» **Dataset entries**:
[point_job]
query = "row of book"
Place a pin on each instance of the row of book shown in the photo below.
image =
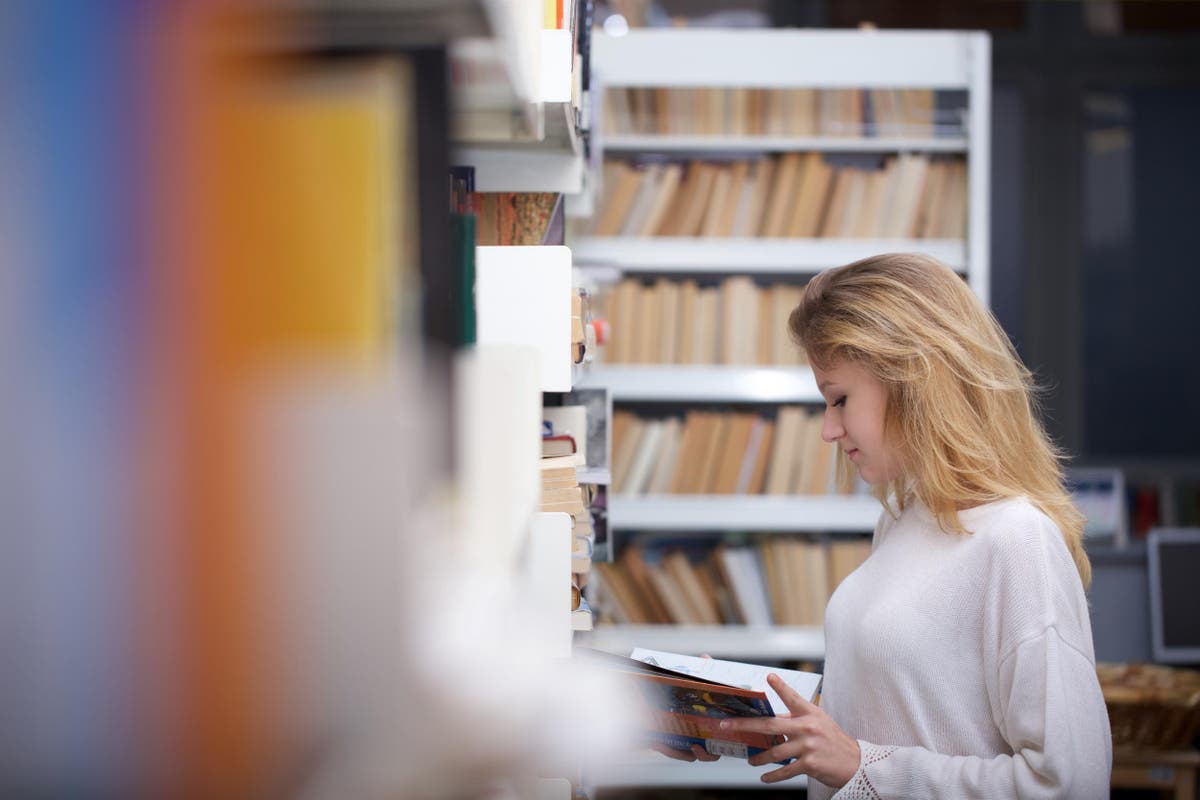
(780, 581)
(519, 217)
(778, 112)
(791, 196)
(682, 322)
(723, 452)
(564, 450)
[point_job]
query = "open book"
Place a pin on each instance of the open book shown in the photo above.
(685, 698)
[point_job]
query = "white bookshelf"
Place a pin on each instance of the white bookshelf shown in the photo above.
(523, 298)
(815, 59)
(754, 144)
(705, 384)
(766, 59)
(658, 771)
(742, 642)
(744, 512)
(665, 254)
(519, 137)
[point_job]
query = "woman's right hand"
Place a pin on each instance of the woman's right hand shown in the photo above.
(696, 753)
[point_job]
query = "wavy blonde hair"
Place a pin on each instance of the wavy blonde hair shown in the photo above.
(961, 407)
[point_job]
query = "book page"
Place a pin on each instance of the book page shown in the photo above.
(735, 673)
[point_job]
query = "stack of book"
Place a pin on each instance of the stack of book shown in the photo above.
(792, 196)
(682, 322)
(781, 581)
(564, 451)
(910, 113)
(731, 452)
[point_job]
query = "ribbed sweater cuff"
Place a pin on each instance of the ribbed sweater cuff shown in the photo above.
(859, 786)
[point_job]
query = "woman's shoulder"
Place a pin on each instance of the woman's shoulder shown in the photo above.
(1020, 537)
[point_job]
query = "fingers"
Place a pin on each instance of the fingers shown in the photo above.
(795, 701)
(783, 773)
(754, 725)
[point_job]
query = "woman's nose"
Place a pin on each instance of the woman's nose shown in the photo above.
(831, 427)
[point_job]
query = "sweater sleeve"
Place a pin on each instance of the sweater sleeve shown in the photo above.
(1050, 711)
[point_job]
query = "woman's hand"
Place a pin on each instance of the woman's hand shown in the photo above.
(820, 747)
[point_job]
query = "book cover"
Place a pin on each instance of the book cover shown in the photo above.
(685, 698)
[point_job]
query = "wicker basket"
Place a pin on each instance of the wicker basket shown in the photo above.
(1151, 707)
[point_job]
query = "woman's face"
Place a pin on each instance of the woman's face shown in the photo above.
(856, 402)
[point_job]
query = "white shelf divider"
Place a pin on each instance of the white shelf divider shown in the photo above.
(717, 384)
(735, 256)
(745, 512)
(549, 575)
(655, 770)
(737, 642)
(827, 59)
(703, 144)
(523, 296)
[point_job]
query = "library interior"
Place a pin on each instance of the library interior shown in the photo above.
(426, 400)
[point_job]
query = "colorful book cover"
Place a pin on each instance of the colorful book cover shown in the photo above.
(685, 698)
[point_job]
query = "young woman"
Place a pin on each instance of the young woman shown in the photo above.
(959, 656)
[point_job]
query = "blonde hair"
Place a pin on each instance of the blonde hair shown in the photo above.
(961, 408)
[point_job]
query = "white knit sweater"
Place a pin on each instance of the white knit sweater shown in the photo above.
(964, 665)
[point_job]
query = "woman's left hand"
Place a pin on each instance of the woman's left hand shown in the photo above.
(820, 747)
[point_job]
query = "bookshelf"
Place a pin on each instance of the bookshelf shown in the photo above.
(657, 771)
(705, 384)
(802, 59)
(759, 513)
(673, 67)
(666, 254)
(756, 144)
(521, 134)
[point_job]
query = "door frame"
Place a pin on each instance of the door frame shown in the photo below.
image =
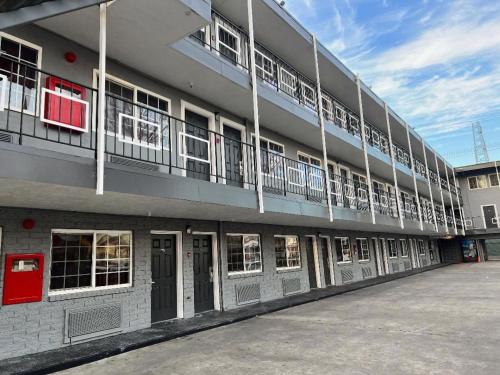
(484, 217)
(179, 268)
(187, 106)
(215, 267)
(330, 259)
(243, 130)
(319, 284)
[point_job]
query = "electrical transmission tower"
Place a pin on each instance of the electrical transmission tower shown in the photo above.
(480, 149)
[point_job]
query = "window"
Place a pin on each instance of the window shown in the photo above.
(18, 62)
(493, 180)
(343, 249)
(421, 247)
(243, 253)
(363, 250)
(478, 182)
(404, 248)
(287, 252)
(90, 259)
(136, 115)
(393, 250)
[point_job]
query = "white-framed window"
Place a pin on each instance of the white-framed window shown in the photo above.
(227, 42)
(343, 249)
(404, 248)
(90, 259)
(136, 115)
(264, 66)
(244, 254)
(287, 251)
(23, 79)
(363, 249)
(421, 247)
(393, 250)
(493, 179)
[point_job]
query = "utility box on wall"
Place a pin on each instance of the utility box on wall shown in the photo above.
(23, 278)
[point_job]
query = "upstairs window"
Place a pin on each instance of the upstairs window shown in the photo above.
(18, 63)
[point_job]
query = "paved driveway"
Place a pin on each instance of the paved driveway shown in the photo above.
(445, 321)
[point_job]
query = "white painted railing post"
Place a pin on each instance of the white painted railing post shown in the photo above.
(322, 128)
(365, 151)
(419, 209)
(253, 73)
(393, 163)
(101, 125)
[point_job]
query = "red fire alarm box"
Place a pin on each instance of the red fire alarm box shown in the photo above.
(23, 278)
(65, 104)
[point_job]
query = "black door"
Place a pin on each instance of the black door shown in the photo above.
(234, 156)
(326, 261)
(311, 269)
(203, 277)
(489, 214)
(197, 149)
(163, 274)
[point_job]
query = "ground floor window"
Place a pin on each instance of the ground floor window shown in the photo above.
(287, 252)
(243, 253)
(363, 250)
(404, 248)
(393, 250)
(90, 259)
(343, 249)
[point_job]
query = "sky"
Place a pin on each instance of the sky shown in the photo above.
(435, 62)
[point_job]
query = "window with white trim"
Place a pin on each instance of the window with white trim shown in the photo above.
(393, 250)
(343, 249)
(287, 252)
(363, 249)
(23, 79)
(244, 254)
(90, 260)
(404, 248)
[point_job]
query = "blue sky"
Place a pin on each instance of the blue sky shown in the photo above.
(435, 62)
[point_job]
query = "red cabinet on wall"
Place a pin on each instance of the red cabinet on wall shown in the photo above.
(65, 104)
(23, 278)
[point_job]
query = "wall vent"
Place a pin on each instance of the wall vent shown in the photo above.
(347, 275)
(248, 293)
(5, 137)
(134, 163)
(367, 272)
(291, 286)
(84, 324)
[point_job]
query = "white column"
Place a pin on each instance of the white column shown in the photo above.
(459, 205)
(393, 162)
(451, 199)
(322, 127)
(255, 106)
(429, 184)
(441, 193)
(365, 151)
(101, 125)
(419, 210)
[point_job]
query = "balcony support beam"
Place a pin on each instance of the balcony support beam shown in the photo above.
(429, 184)
(101, 107)
(441, 193)
(458, 203)
(451, 200)
(322, 127)
(393, 163)
(253, 73)
(412, 163)
(365, 150)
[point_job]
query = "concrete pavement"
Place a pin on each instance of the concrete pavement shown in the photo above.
(445, 321)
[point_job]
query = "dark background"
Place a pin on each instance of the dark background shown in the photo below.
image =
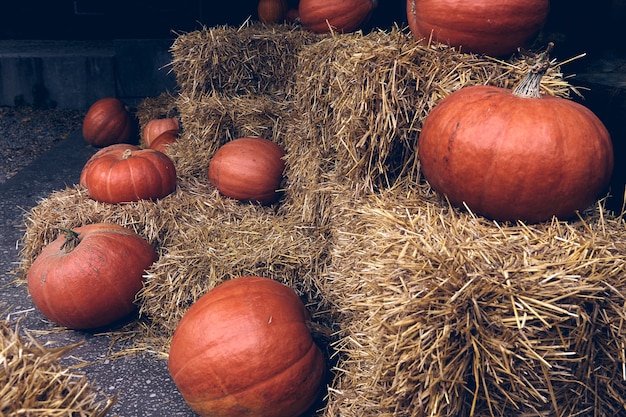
(576, 26)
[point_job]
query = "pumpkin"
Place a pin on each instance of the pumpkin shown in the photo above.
(154, 127)
(515, 155)
(491, 27)
(323, 16)
(164, 140)
(107, 122)
(89, 277)
(248, 169)
(272, 11)
(124, 173)
(244, 349)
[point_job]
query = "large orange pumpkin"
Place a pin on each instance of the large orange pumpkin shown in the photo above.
(107, 122)
(492, 27)
(322, 16)
(89, 277)
(248, 169)
(244, 349)
(515, 155)
(123, 173)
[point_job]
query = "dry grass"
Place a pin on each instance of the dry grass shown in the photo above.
(34, 383)
(426, 310)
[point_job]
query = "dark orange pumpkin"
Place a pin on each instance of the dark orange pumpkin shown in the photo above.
(248, 169)
(89, 277)
(272, 11)
(164, 140)
(107, 122)
(515, 155)
(322, 16)
(123, 173)
(155, 127)
(491, 27)
(244, 349)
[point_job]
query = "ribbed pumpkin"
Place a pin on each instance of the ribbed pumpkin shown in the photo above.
(244, 349)
(319, 16)
(155, 127)
(107, 122)
(492, 27)
(123, 173)
(516, 155)
(89, 277)
(248, 169)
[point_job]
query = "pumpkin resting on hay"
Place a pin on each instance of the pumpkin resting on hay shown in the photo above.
(244, 348)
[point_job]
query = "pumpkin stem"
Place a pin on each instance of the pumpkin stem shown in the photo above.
(71, 239)
(530, 86)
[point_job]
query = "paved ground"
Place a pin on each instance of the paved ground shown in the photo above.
(142, 383)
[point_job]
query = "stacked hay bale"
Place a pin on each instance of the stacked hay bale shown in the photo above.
(423, 309)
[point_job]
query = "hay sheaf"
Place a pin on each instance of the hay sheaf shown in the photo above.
(364, 98)
(445, 313)
(213, 119)
(252, 59)
(34, 383)
(224, 239)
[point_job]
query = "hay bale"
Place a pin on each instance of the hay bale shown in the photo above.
(253, 59)
(444, 313)
(364, 98)
(221, 239)
(33, 381)
(213, 119)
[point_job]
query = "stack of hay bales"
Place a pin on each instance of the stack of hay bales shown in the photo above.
(423, 309)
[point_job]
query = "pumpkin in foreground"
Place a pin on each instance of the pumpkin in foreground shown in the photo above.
(516, 155)
(89, 276)
(244, 349)
(492, 27)
(248, 169)
(107, 122)
(124, 173)
(324, 16)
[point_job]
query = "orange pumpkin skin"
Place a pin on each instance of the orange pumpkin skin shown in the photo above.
(515, 158)
(244, 349)
(123, 173)
(343, 16)
(155, 127)
(164, 140)
(107, 122)
(248, 169)
(93, 284)
(492, 27)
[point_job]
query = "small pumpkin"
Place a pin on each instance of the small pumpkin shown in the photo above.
(516, 155)
(491, 27)
(164, 140)
(323, 16)
(123, 173)
(244, 349)
(154, 127)
(89, 276)
(107, 122)
(248, 169)
(272, 11)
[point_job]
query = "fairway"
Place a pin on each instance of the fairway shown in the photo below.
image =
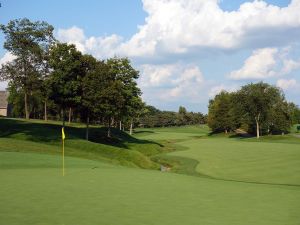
(34, 192)
(233, 181)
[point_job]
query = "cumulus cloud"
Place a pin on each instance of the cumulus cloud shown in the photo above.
(171, 81)
(101, 47)
(182, 27)
(286, 84)
(265, 63)
(259, 65)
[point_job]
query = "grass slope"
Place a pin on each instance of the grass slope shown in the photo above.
(37, 136)
(35, 193)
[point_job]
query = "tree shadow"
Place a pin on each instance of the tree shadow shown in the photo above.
(47, 132)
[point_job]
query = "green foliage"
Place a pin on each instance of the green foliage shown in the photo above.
(29, 42)
(221, 114)
(152, 117)
(256, 108)
(64, 81)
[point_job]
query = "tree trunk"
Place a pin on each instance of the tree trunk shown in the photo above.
(26, 106)
(87, 127)
(257, 125)
(45, 110)
(70, 115)
(130, 131)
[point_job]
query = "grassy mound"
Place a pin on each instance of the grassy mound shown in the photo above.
(37, 136)
(33, 192)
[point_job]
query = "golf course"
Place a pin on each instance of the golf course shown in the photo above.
(213, 179)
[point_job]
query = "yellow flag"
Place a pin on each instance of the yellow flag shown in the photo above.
(63, 136)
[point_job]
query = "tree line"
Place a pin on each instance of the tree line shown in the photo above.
(49, 79)
(256, 109)
(153, 117)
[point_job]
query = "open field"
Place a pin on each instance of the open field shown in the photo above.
(235, 182)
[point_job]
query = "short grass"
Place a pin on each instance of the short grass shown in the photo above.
(33, 192)
(218, 180)
(37, 136)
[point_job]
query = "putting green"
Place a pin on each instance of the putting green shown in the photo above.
(33, 192)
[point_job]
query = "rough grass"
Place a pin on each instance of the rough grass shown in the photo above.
(40, 137)
(232, 181)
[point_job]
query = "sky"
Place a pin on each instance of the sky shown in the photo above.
(186, 51)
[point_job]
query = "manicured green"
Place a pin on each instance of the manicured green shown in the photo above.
(34, 192)
(225, 181)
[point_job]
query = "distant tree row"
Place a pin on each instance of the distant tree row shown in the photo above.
(152, 117)
(256, 108)
(51, 78)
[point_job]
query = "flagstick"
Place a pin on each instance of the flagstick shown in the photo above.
(63, 157)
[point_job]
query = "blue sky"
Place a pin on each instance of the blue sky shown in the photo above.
(186, 50)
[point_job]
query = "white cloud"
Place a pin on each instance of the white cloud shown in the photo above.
(287, 84)
(185, 26)
(266, 63)
(171, 81)
(289, 65)
(259, 65)
(101, 47)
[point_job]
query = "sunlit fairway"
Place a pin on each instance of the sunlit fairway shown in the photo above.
(234, 182)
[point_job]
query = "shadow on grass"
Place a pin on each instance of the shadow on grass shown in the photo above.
(46, 132)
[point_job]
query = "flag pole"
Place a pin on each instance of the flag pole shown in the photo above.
(63, 157)
(63, 150)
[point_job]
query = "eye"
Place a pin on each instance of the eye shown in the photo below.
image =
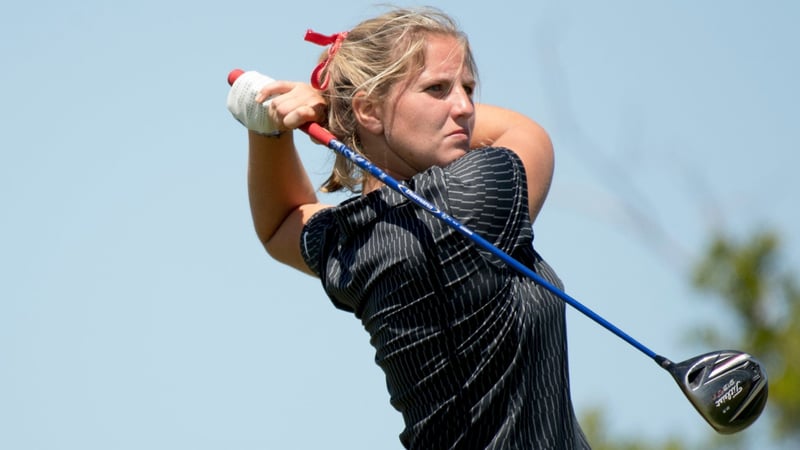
(469, 89)
(437, 88)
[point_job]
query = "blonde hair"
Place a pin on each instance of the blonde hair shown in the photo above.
(377, 54)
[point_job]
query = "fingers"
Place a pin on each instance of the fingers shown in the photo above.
(292, 104)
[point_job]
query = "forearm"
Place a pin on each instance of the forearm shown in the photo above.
(277, 183)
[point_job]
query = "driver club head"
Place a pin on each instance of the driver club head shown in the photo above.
(728, 388)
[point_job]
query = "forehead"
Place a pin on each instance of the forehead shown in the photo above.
(445, 55)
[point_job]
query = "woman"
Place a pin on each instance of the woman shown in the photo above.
(474, 354)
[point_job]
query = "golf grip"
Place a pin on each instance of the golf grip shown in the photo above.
(328, 139)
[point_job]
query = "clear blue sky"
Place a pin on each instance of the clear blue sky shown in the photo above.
(138, 311)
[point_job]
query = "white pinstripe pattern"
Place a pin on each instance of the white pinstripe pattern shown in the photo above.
(474, 354)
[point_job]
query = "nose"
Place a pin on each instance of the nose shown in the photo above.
(462, 102)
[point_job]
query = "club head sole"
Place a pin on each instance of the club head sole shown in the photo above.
(728, 388)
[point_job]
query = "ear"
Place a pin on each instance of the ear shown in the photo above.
(367, 113)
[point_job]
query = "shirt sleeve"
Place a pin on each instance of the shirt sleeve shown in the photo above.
(487, 190)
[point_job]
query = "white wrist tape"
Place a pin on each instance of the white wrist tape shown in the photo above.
(242, 103)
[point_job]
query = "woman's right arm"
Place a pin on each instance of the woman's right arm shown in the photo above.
(282, 197)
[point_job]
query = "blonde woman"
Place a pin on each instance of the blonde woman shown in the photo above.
(475, 355)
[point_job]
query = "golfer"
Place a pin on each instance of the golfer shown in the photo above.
(474, 354)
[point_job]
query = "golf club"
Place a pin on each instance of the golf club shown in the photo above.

» **What the task asks**: Which lines hold the word "below"? Copy each of them from the records.

» **Task response**:
Place a pin on each instance of the row of book shown in the photo below.
Place a pin on each instance of the door frame shown in the photo below.
Place a pin on each instance of the dark background shown in the photo below.
Place a pin on each instance of the fairway shown in the photo below.
Place a pin on each instance of the eye shown in the photo below.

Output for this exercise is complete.